• **Goal**: From the line that includes "on the tree." to the last line of the data, quote each line precisely; both boundary lines belong in the answer.

• **Supplied information**:
=-=-=-=-=

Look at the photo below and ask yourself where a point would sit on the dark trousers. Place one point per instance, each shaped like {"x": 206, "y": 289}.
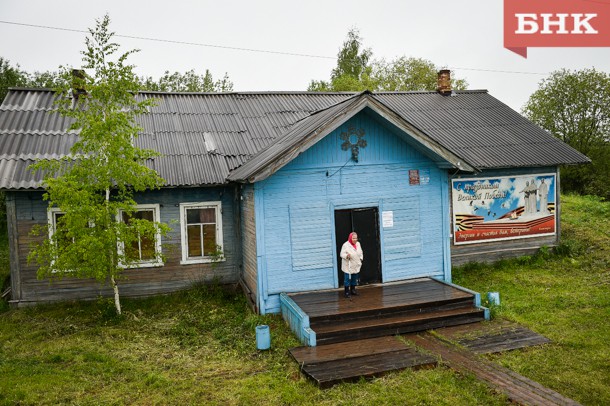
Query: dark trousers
{"x": 350, "y": 279}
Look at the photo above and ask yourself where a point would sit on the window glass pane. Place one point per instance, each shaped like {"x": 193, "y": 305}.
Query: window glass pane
{"x": 194, "y": 241}
{"x": 209, "y": 239}
{"x": 132, "y": 251}
{"x": 144, "y": 215}
{"x": 195, "y": 216}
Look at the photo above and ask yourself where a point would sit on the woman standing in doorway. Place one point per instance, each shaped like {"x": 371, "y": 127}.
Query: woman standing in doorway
{"x": 352, "y": 256}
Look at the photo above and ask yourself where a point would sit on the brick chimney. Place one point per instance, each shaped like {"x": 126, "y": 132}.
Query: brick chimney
{"x": 78, "y": 83}
{"x": 444, "y": 82}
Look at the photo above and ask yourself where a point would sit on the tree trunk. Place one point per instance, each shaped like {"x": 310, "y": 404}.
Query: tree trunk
{"x": 117, "y": 302}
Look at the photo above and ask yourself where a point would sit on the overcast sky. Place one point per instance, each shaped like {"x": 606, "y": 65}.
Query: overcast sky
{"x": 464, "y": 35}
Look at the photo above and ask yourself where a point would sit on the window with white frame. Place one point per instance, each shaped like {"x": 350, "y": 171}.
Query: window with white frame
{"x": 145, "y": 250}
{"x": 201, "y": 232}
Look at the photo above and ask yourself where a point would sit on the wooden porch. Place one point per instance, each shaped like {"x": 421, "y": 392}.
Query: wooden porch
{"x": 326, "y": 317}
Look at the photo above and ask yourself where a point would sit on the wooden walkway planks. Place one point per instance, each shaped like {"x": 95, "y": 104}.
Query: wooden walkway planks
{"x": 330, "y": 364}
{"x": 518, "y": 388}
{"x": 491, "y": 337}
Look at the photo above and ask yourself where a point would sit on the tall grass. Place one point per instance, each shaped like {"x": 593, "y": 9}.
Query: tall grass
{"x": 198, "y": 346}
{"x": 564, "y": 296}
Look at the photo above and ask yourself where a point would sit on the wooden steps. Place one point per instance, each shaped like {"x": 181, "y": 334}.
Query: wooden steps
{"x": 401, "y": 323}
{"x": 349, "y": 361}
{"x": 519, "y": 389}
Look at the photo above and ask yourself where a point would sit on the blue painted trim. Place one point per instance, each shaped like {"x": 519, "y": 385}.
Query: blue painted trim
{"x": 298, "y": 320}
{"x": 446, "y": 228}
{"x": 332, "y": 209}
{"x": 261, "y": 269}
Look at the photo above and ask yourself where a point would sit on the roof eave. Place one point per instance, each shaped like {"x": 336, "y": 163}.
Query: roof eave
{"x": 286, "y": 154}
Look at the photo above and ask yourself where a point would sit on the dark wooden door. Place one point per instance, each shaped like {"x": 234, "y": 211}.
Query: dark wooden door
{"x": 365, "y": 222}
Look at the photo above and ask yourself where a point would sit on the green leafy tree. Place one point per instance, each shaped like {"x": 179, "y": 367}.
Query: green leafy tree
{"x": 353, "y": 69}
{"x": 187, "y": 82}
{"x": 47, "y": 80}
{"x": 356, "y": 70}
{"x": 574, "y": 106}
{"x": 93, "y": 186}
{"x": 409, "y": 74}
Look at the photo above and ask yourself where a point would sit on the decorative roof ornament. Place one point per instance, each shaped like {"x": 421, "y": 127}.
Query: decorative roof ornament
{"x": 353, "y": 139}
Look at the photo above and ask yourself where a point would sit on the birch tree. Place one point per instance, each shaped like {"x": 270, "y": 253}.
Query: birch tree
{"x": 96, "y": 231}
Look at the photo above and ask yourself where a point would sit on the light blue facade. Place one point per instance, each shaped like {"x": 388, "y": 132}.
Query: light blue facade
{"x": 295, "y": 208}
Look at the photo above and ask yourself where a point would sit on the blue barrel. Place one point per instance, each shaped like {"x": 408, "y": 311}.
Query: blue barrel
{"x": 494, "y": 298}
{"x": 263, "y": 337}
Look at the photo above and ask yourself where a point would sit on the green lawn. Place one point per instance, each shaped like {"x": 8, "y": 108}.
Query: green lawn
{"x": 198, "y": 346}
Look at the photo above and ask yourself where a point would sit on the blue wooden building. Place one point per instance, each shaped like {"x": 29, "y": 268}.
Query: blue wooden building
{"x": 278, "y": 180}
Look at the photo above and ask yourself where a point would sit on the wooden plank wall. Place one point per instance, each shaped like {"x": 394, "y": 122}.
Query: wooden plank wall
{"x": 300, "y": 199}
{"x": 248, "y": 232}
{"x": 31, "y": 210}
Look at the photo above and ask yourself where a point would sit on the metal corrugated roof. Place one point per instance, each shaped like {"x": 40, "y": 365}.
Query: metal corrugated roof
{"x": 204, "y": 136}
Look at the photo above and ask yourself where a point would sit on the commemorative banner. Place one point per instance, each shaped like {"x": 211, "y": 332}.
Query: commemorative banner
{"x": 503, "y": 208}
{"x": 555, "y": 23}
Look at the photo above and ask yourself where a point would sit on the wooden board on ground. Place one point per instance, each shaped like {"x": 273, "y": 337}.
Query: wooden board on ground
{"x": 518, "y": 388}
{"x": 492, "y": 337}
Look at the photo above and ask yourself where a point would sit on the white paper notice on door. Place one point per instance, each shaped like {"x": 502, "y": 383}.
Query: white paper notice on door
{"x": 387, "y": 218}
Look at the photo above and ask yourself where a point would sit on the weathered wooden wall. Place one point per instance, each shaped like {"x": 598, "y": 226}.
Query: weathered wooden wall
{"x": 296, "y": 247}
{"x": 496, "y": 250}
{"x": 30, "y": 210}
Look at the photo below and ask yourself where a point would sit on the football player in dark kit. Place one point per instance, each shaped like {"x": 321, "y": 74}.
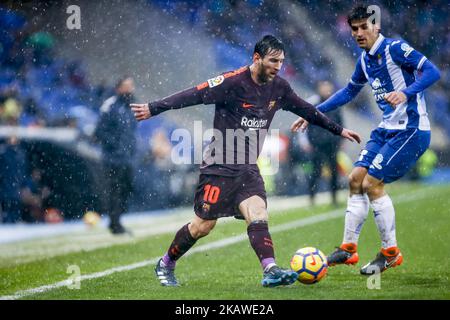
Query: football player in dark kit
{"x": 245, "y": 100}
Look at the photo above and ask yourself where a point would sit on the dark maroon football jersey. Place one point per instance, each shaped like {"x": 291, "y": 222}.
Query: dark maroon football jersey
{"x": 244, "y": 111}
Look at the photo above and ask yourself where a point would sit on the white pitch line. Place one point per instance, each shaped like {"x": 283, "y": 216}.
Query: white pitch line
{"x": 212, "y": 245}
{"x": 209, "y": 246}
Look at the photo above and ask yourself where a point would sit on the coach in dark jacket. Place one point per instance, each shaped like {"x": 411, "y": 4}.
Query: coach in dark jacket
{"x": 116, "y": 134}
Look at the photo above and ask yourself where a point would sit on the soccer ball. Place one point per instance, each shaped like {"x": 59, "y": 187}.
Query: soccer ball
{"x": 310, "y": 264}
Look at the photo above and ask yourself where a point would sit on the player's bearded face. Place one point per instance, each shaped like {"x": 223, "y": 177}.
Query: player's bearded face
{"x": 364, "y": 33}
{"x": 270, "y": 65}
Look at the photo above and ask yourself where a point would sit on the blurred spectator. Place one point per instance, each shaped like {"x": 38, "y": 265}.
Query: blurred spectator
{"x": 13, "y": 168}
{"x": 115, "y": 132}
{"x": 34, "y": 198}
{"x": 322, "y": 146}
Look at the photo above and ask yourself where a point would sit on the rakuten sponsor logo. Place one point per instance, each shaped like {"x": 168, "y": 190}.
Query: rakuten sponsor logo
{"x": 253, "y": 123}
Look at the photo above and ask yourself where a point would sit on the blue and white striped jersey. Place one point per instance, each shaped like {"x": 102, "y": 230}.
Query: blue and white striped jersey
{"x": 392, "y": 65}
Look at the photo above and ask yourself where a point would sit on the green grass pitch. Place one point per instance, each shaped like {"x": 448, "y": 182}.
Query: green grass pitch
{"x": 233, "y": 272}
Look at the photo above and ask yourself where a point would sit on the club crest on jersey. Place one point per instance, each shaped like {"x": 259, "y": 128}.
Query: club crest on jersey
{"x": 407, "y": 48}
{"x": 271, "y": 104}
{"x": 214, "y": 82}
{"x": 376, "y": 84}
{"x": 377, "y": 162}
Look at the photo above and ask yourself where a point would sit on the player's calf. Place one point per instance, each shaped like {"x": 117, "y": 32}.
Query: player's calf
{"x": 165, "y": 275}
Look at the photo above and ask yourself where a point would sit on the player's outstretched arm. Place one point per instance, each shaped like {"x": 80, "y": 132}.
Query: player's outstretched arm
{"x": 351, "y": 135}
{"x": 141, "y": 111}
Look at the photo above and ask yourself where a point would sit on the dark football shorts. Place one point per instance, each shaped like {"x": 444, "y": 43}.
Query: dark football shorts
{"x": 220, "y": 196}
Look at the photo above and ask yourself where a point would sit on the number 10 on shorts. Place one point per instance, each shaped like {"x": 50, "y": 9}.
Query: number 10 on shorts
{"x": 211, "y": 193}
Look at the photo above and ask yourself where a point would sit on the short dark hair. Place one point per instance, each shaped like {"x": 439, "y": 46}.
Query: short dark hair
{"x": 268, "y": 43}
{"x": 122, "y": 80}
{"x": 359, "y": 12}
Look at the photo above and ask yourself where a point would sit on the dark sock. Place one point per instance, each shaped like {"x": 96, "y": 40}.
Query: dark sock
{"x": 261, "y": 241}
{"x": 180, "y": 245}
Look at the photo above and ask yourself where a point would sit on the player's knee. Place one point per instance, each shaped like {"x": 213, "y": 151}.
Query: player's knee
{"x": 355, "y": 182}
{"x": 201, "y": 229}
{"x": 371, "y": 186}
{"x": 258, "y": 213}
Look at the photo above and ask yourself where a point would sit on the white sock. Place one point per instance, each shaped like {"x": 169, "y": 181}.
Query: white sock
{"x": 384, "y": 213}
{"x": 355, "y": 216}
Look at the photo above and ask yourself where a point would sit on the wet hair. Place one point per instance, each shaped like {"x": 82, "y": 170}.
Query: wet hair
{"x": 358, "y": 13}
{"x": 121, "y": 80}
{"x": 267, "y": 44}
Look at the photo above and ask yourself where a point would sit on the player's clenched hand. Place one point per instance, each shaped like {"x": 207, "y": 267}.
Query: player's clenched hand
{"x": 395, "y": 98}
{"x": 141, "y": 111}
{"x": 301, "y": 124}
{"x": 351, "y": 135}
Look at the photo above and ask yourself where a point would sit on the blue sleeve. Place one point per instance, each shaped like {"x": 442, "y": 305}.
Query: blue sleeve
{"x": 405, "y": 56}
{"x": 408, "y": 58}
{"x": 340, "y": 98}
{"x": 430, "y": 74}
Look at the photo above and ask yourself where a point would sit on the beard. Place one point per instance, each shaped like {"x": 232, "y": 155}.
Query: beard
{"x": 262, "y": 75}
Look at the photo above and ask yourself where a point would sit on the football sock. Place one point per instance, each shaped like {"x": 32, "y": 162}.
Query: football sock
{"x": 384, "y": 213}
{"x": 182, "y": 242}
{"x": 355, "y": 216}
{"x": 261, "y": 242}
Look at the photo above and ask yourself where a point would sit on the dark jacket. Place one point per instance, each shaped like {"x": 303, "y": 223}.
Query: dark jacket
{"x": 116, "y": 131}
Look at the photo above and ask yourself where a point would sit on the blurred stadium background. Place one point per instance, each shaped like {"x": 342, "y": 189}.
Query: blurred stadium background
{"x": 53, "y": 81}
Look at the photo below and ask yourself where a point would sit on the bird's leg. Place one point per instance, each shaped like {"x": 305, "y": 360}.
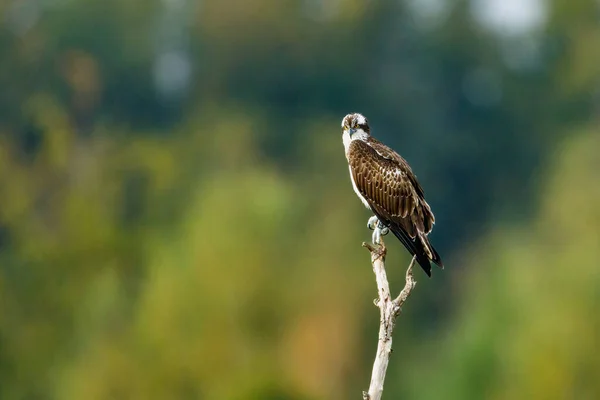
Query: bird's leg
{"x": 378, "y": 229}
{"x": 372, "y": 223}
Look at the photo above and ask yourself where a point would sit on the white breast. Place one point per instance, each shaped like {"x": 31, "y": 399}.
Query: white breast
{"x": 360, "y": 196}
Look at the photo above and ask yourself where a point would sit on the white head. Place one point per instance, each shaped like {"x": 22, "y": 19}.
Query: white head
{"x": 354, "y": 127}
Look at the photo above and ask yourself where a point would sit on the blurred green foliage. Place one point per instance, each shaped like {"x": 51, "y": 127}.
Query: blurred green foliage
{"x": 177, "y": 222}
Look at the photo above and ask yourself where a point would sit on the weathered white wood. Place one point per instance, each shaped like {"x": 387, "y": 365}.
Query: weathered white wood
{"x": 388, "y": 309}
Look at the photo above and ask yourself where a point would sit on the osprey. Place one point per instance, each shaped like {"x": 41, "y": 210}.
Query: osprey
{"x": 384, "y": 182}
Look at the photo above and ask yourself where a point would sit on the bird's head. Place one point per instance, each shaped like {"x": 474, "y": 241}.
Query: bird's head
{"x": 355, "y": 126}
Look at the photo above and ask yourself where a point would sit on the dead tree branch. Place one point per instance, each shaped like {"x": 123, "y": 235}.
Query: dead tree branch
{"x": 389, "y": 309}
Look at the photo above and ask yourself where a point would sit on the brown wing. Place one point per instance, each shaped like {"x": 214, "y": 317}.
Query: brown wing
{"x": 387, "y": 182}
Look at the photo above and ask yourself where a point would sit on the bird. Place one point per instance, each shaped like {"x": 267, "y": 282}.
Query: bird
{"x": 387, "y": 186}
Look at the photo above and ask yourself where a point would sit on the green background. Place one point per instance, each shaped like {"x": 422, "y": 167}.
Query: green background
{"x": 177, "y": 219}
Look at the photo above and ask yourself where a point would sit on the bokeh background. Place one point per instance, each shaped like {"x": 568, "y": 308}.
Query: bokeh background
{"x": 177, "y": 219}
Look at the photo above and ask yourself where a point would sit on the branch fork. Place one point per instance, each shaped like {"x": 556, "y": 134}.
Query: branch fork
{"x": 389, "y": 310}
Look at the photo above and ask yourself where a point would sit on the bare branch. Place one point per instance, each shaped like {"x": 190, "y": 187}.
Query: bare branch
{"x": 389, "y": 309}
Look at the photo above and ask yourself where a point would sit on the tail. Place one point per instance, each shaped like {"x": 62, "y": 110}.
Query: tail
{"x": 419, "y": 247}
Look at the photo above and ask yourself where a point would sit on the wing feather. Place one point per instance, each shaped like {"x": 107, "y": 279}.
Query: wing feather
{"x": 390, "y": 187}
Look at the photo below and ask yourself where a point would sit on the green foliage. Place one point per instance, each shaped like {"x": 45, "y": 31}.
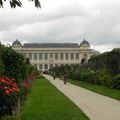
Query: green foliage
{"x": 1, "y": 62}
{"x": 18, "y": 3}
{"x": 8, "y": 118}
{"x": 115, "y": 82}
{"x": 45, "y": 102}
{"x": 14, "y": 66}
{"x": 113, "y": 93}
{"x": 108, "y": 60}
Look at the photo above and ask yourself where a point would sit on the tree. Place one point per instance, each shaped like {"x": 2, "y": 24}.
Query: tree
{"x": 14, "y": 3}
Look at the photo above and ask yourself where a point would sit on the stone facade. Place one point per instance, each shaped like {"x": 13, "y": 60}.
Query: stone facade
{"x": 47, "y": 55}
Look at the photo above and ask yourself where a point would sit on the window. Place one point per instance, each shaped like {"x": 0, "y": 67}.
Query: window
{"x": 40, "y": 56}
{"x": 56, "y": 55}
{"x": 30, "y": 56}
{"x": 77, "y": 56}
{"x": 35, "y": 56}
{"x": 66, "y": 56}
{"x": 72, "y": 56}
{"x": 46, "y": 66}
{"x": 46, "y": 56}
{"x": 61, "y": 56}
{"x": 51, "y": 55}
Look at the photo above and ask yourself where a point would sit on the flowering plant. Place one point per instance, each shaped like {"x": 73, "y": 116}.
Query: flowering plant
{"x": 9, "y": 86}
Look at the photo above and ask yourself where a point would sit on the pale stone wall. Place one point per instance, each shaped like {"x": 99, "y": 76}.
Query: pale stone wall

=-=-=-=-=

• **Result**:
Look at the photo above and ask yourself where a point would sit on the tree. Place one point per instance, each shaped like {"x": 2, "y": 24}.
Query: tree
{"x": 14, "y": 3}
Look at the photo above and ask yourself where a point would sit on the stone facade. Place one point per instance, each shaped like {"x": 13, "y": 60}.
Query: stone facade
{"x": 47, "y": 55}
Look at the photo above and ask yourself where a point would sit on the window. Place one point per instance, each shaped like {"x": 0, "y": 67}.
Query: window
{"x": 40, "y": 56}
{"x": 56, "y": 55}
{"x": 30, "y": 56}
{"x": 77, "y": 56}
{"x": 35, "y": 56}
{"x": 66, "y": 56}
{"x": 72, "y": 56}
{"x": 46, "y": 66}
{"x": 46, "y": 56}
{"x": 61, "y": 56}
{"x": 51, "y": 55}
Look at the photo above and ask yourself where a point would sit on the flowering plant. Place one point per instance, each shaped like {"x": 73, "y": 116}.
Query: flowering plant
{"x": 9, "y": 86}
Look at the photo above and ask yourself where a point would sit on the pale stone wall. Place one point per instance, each shaped like {"x": 99, "y": 76}.
Query: pale stone wall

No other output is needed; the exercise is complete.